*PROBLEM TO SOLVE:* Can you render the rows below as a Markdown table with columns No. and Line, covering only the lines from the one with "Task: point to the wet" through the end of the rows, numbering each line and leaving out any blank ones?

*EXERCISE INPUTS:*
Start
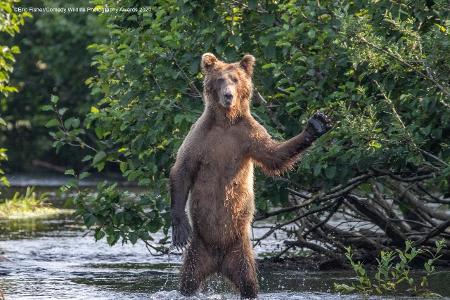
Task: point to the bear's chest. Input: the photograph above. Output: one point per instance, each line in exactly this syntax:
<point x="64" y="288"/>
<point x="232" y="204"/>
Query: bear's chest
<point x="223" y="149"/>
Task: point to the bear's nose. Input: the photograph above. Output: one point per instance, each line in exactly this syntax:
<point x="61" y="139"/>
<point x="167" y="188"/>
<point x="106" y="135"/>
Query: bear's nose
<point x="228" y="96"/>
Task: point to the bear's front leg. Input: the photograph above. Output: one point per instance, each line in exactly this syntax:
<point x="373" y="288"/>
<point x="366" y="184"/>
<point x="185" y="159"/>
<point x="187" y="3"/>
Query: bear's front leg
<point x="197" y="266"/>
<point x="239" y="266"/>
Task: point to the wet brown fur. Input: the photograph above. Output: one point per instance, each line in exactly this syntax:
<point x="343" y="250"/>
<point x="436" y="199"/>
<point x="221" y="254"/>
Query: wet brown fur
<point x="214" y="169"/>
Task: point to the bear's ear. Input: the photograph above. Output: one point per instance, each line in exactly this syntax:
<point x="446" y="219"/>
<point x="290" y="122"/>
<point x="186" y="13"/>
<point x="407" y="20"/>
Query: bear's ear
End
*RESPONSE TO THIS TASK:*
| No. | Line |
|---|---|
| 1 | Task: point to the wet brown fur. Input: the photograph above. Output: one point per instance, each line in exactly this syntax: |
| 2 | <point x="343" y="250"/> |
| 3 | <point x="436" y="199"/> |
| 4 | <point x="221" y="254"/> |
| 5 | Query: wet brown fur |
| 6 | <point x="214" y="169"/> |
| 7 | Task: point to the bear's ear. Input: the photograph above. Output: one point per instance, each line in exactly this syntax: |
| 8 | <point x="446" y="219"/> |
| 9 | <point x="290" y="122"/> |
| 10 | <point x="186" y="13"/> |
| 11 | <point x="407" y="20"/> |
| 12 | Query: bear's ear |